Lay out all of the data below as a numbered list with one entry per line. Leave out blank lines and any picture.

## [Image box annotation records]
▼

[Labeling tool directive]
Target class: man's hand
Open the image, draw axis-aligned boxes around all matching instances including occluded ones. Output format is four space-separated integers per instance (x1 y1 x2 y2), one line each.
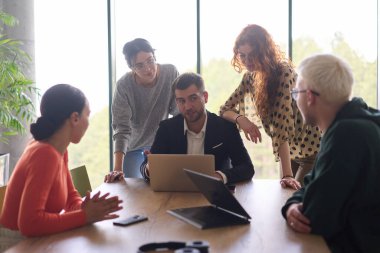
280 177 301 190
286 203 311 234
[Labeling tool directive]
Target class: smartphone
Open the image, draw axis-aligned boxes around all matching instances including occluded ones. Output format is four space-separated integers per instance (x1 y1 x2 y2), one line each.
226 184 236 192
113 215 148 227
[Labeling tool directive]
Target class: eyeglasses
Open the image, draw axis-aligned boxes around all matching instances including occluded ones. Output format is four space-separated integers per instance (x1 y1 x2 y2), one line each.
133 57 156 71
238 52 255 62
290 88 319 100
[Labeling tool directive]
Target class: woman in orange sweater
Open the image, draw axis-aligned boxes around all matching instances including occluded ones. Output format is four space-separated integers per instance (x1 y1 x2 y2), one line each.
0 84 122 236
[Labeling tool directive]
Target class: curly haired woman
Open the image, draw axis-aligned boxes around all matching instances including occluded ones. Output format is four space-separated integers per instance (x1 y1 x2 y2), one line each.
220 25 320 189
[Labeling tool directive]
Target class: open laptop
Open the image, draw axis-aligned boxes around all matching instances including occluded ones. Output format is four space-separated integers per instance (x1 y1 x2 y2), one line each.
148 154 215 192
167 169 251 229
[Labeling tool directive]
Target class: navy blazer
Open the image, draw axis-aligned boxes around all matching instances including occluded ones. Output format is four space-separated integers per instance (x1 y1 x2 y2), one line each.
150 112 255 183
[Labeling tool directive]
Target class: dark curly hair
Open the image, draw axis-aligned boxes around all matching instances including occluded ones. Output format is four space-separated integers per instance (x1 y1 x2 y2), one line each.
30 84 87 141
231 25 292 118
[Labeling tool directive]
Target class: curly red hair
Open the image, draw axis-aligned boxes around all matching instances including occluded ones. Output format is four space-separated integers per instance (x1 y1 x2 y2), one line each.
231 25 291 118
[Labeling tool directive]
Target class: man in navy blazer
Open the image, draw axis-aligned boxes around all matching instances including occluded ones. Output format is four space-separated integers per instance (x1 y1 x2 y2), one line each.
141 73 255 183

▲

## [Output below]
1. [Labeling tool directive]
2. Target class: man's hand
3. Open the image, draw axis-aligned boxes around all matching instances including occluded ones. Output format is four space-separated integers per instance (x1 y1 x2 y2), one line each.
4. 280 177 301 190
5. 286 203 311 234
6. [Labeling tool directive]
7. Target class: smartphone
8. Open the image, draw axis-aligned boxes around all matching instances including occluded ones. Output format is four space-separated integers per instance (x1 y1 x2 y2), one line each.
9. 226 184 236 192
10. 113 215 148 227
11. [Labeling tool directive]
12. Target class: eyeglasses
13. Open the image, draw axis-aligned boxes around all matching instances including occluded ones. Output format is four space-separated integers per instance (x1 y1 x2 y2), one line each.
14. 133 57 156 71
15. 238 52 255 62
16. 290 88 319 100
17. [Labeling tool directive]
18. Target class: woman in orange sweater
19. Open the image, draw axis-aligned boxes around all matching instances including occluded ones. Output format is four space-separated integers per instance (x1 y1 x2 y2), one line each.
20. 0 84 122 236
21. [Labeling tool directive]
22. Target class: curly haired woman
23. Open the image, draw axis-aligned boxes around all matching instances including occluded ones. Output format is four space-separated integers per instance (x1 y1 x2 y2), one line each.
24. 220 25 320 189
25. [Labeling tool directive]
26. Target class: open laptop
27. Open the image, draw axis-aligned boxes around all matching instances including occluded ones. Output format is four space-separated integers per instance (x1 y1 x2 y2), one line each.
28. 148 154 215 192
29. 167 169 251 229
30. [Labeling tool directive]
31. Target class: navy blazer
32. Open the image, draw axis-aligned boxes around all matching instances including occluded ones. Output format is four space-separated integers per instance (x1 y1 x2 y2), one line each.
33. 150 112 255 183
34. [Labeling tool directive]
35. Target class: dark curly hair
36. Open the image, draw axis-aligned boxes around all matching instances including occluded ones. Output format is four space-separated integers per instance (x1 y1 x2 y2), one line each.
37. 30 84 87 141
38. 231 25 292 118
39. [Labeling tool directive]
40. Target class: curly red hair
41. Open the image, draw axis-aligned boxes around all matching instances including occluded ones. Output format is four space-separated integers per instance (x1 y1 x2 y2), one line each.
42. 231 25 291 118
43. [Labeling tool directive]
44. Target class: man in navy blazer
45. Open the image, draw axis-aligned boxes around all matching instances including occluded ones. Output format is four space-separated integers per instance (x1 y1 x2 y2), one line each.
46. 141 73 255 183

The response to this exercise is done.